--- Testo ---
"""

Sentenza Sentenza Cassazione Civile n. 20566 del 29/09/2020

Cassazione civile sez. I, 29/09/2020, (ud. 10/09/2020, dep. 29/09/2020), n.20566

LA CORTE SUPREMA DI CASSAZIONE

SEZIONE PRIMA CIVILE

Composta dagli Ill.mi Sigg.ri Magistrati:

Dott. GENOVESE Francesco Antonio – Presidente –

Dott. VANNUCCI Marco – Consigliere –

Dott. IOFFRIDA Giulia – Consigliere –

Dott. FALABELLA Massimo – Consigliere –

Dott. AMATORE Roberto – rel. Consigliere –

ha pronunciato la seguente:

SENTENZA

sul ricorso n. 16329-2016 r.g. proposto da:

B.M., (cod. fisc. (OMISSIS)), rappresentato e difeso,

giusta procura speciale apposta a margine del ricorso, dall’Avvocato

Nazario Agostini, con cui elettivamente domicilia in Roma, Via Paolo

Emilio n. 28, presso lo studio dell’Avvocato Andrea Recchi;

– ricorrente –

contro

M.R. (cod. fisc. (OMISSIS)) e G.A.,

rappresentati e difesi, giusta procura speciale apposta in calce al

controricorso, dagli Avvocati Sergio Gabrielli e Norberto Manenti,

elettivamente domiciliati in Roma, Viale Giulio Cesare n. 61, presso

lo studio dell’Avvocato Manenti;

– controricorrente e ricorrente incidentale –

avverso la sentenza della Corte di appello di Ancona, depositata in

data 18.3.2016;

udita la relazione della causa svolta nella pubblica udienza del

10/9/2020 dal Consigliere Dott. Amatore Roberto;

udito il P.M., in persona del Sostituto Procuratore Generale Dott.

CAPASSO Lucio, che ha chiesto dichiararsi il rigetto di entrambi i

ricorsi;

udito, per i controricorrenti, l’Avv. Manenti, che ha chiesto

respingersi l’avverso ricorso ed accogliersi il ricorso incidentale.

 

Fatto

FATTI DI CAUSA

1. Con la sentenza impugnata la Corte di Appello di Ancona ha parzialmente accolto l’appello principale proposto da M.R. e G.A. nei confronti di B.M., avverso la sentenza emessa dal Tribunale di Ascoli Piceno del 12.11.2009, rigettando pertanto la domanda proposta dal B. e diretta ad accertare il grave inadempimento contrattuale in relazione al contratto di cessione di quote intercorso tra le parti, con conseguente risoluzione del contratto ed obbligo restitutorio di quanto già versato a titolo di corrispettivo.

Il B. aveva invero lamentato con l’atto di citazione introduttivo del giudizio di primo grado che i convenuti avevano ignorato i suoi solleciti volti al perfezionamento del contratto di cessione delle quote della società Auru s.n.c., mediante autentica delle firme, così impedendo – con il loro inadempimento ad un obbligo contrattualmente assunto – la necessaria annotazione sul registro delle imprese del predetto contratto di cessione ed anzi favorendo a loro vantaggio una seconda cessione, non autorizzata, dell’intero capitale sociale della Auru s.n.c. in favore di D.M. e Bi.Lo., al prezzo complessivo di Euro 61.975, in virtù di scrittura privata datata 1.10.2003 ed autenticata nelle firme in data 13.11.2003.

"""

--- Compiti ---
**A.** Nella sentenza della Cassazione, a che prezzo complessivo è stato ceduto l'intero capitale sociale della Auru s.n.c. a D.M. e Bi.Lo.?
**B.** Continua la sentenza della Cassazione a partire dall'ultima frase riportata.
Le voci qui sotto vengono da un'altra fonte.

--- Dati forniti ---
"""

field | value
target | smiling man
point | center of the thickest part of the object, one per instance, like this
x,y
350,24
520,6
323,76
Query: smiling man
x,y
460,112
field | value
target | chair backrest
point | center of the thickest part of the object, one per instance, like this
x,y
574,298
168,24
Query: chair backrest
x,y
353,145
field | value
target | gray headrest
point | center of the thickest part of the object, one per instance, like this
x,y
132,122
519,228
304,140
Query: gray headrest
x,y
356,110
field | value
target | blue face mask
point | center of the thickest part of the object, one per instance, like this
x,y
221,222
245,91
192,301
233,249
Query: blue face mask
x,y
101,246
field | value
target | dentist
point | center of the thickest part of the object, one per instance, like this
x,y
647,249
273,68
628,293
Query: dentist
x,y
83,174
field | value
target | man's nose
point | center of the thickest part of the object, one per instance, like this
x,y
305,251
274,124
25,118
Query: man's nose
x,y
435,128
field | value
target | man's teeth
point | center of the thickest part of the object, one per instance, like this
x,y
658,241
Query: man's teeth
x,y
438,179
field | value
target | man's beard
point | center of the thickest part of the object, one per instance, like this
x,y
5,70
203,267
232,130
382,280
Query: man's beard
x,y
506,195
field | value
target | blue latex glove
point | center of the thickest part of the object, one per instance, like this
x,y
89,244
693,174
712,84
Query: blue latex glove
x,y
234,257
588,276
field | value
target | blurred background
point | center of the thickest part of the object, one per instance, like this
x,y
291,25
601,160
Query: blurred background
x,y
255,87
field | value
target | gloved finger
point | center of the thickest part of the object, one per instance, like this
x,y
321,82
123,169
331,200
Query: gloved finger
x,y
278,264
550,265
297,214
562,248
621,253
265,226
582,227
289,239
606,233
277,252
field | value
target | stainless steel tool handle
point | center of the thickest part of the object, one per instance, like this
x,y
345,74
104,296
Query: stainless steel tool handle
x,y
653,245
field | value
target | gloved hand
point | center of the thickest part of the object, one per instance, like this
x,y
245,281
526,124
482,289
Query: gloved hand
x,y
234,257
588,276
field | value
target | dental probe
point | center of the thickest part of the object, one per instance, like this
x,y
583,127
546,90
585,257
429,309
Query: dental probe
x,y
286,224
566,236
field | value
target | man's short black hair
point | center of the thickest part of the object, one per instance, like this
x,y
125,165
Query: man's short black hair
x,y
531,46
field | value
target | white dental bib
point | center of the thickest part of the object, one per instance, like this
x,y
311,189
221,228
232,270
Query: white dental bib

"""

--- Soluzioni ---
**A.** Al prezzo complessivo di Euro 61.975.

**B.**
Gli odierni controricorrenti avevano invece lamentato, nel giudizio di primo grado, il mancato pagamento da parte del B. della somma pari ad Euro 23.363,27, quale saldo del corrispettivo pattuito per la cessione di 1/3 dell’intero capitale sociale della predetta società Auru s.n. c, dispiegando sul punto domanda riconvenzionale con la quale era richiesto pertanto il pagamento in loro favore della menzionata somma.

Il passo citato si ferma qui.